The request — Copy out every line of the listing below, leaving each one unchanged.

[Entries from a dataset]
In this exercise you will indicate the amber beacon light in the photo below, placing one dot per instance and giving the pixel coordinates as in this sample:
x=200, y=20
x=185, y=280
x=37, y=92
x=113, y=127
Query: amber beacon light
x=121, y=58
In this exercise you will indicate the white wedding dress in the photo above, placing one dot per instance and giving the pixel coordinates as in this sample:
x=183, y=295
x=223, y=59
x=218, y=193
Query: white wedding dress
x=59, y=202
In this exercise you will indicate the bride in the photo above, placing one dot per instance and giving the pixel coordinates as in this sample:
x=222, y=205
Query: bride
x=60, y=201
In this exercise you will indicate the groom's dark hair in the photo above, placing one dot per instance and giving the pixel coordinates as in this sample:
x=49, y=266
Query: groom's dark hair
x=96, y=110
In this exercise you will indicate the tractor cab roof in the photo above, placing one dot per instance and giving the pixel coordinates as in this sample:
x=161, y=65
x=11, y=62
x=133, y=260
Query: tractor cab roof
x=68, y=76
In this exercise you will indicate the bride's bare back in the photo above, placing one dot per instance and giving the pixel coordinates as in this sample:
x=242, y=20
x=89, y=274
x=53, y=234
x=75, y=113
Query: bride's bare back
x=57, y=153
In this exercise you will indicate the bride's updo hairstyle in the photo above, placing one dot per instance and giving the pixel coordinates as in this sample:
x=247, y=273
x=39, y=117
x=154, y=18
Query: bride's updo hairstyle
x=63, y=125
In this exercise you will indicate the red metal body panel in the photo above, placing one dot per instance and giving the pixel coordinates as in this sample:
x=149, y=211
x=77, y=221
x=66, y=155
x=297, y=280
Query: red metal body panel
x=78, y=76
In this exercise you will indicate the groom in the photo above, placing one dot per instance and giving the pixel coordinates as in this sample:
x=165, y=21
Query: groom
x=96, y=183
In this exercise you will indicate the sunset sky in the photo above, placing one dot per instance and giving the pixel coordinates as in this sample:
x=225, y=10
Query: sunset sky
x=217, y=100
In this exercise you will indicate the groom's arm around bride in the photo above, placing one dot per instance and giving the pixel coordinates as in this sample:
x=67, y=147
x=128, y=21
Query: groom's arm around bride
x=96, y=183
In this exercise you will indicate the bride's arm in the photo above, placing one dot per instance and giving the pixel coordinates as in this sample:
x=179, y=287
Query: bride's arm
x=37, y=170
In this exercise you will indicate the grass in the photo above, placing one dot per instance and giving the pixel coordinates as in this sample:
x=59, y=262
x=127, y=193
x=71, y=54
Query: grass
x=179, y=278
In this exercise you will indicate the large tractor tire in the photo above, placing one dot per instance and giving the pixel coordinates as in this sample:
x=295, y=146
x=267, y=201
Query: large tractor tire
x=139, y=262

Response below —
In this exercise you will indicate the amber beacon light in the photo below, placing one dot per instance and giving the pixel coordinates as in this sample:
x=200, y=20
x=185, y=280
x=37, y=92
x=113, y=127
Query: amber beacon light
x=121, y=58
In this exercise you will indicate the white wedding dress in the photo above, placing one dot per instance and giving the pixel coordinates as in this sample:
x=183, y=295
x=223, y=59
x=218, y=193
Query: white wedding dress
x=59, y=202
In this exercise you will indicate the bride in the photo above, placing one dot per instance and giving the pixel coordinates as in this sample:
x=222, y=205
Query: bride
x=60, y=201
In this exercise you will indicate the groom's dark hair in the photo above, placing one dot per instance and giving the pixel coordinates as in this sample:
x=49, y=266
Query: groom's dark hair
x=96, y=110
In this exercise you will indicate the tractor cab roof in the photo above, placing one dot per instance and giving the pixel coordinates as in this sample:
x=161, y=65
x=11, y=62
x=133, y=260
Query: tractor cab roof
x=68, y=76
In this exercise you will indicate the bride's bare back in the photo above, placing one dot per instance and giving the pixel coordinates as in this sample:
x=242, y=20
x=89, y=274
x=53, y=234
x=75, y=113
Query: bride's bare back
x=57, y=153
In this exercise you will indicate the bride's updo hairstyle in the photo above, placing one dot per instance and giving the pixel coordinates as in this sample:
x=247, y=273
x=39, y=117
x=154, y=18
Query: bride's updo hairstyle
x=63, y=125
In this exercise you will indicate the red metal body panel in the photo above, placing one dot per instance and giving the pixel coordinates as in this sample:
x=149, y=211
x=77, y=221
x=66, y=155
x=297, y=280
Query: red metal body panel
x=78, y=76
In this exercise you will indicate the groom in the photo above, placing one dot per instance and giving the pixel coordinates as in this sample:
x=165, y=21
Query: groom
x=96, y=183
In this exercise you will indicate the sunset sky in the photo above, placing one dot per instance and giving the pixel coordinates as in this sample:
x=225, y=10
Query: sunset sky
x=217, y=100
In this exercise you will indicate the groom's arm around bride in the photo above, placing one dot per instance and giving the pixel coordinates as in this sample:
x=67, y=147
x=128, y=21
Query: groom's arm around bride
x=96, y=183
In this exercise you will indicate the bride's arm in the photo above, placing one dot per instance and giving the pixel coordinates as in this sample:
x=179, y=287
Query: bride's arm
x=37, y=170
In this exercise you will indicate the grass in the photo above, placing one dot per instance and giving the pixel coordinates as in this sample:
x=59, y=262
x=127, y=193
x=71, y=54
Query: grass
x=179, y=278
In this exercise you will indicate the large tractor tire in the photo above, placing one dot per instance and giving the pixel coordinates as in this sample:
x=295, y=146
x=267, y=201
Query: large tractor tire
x=139, y=262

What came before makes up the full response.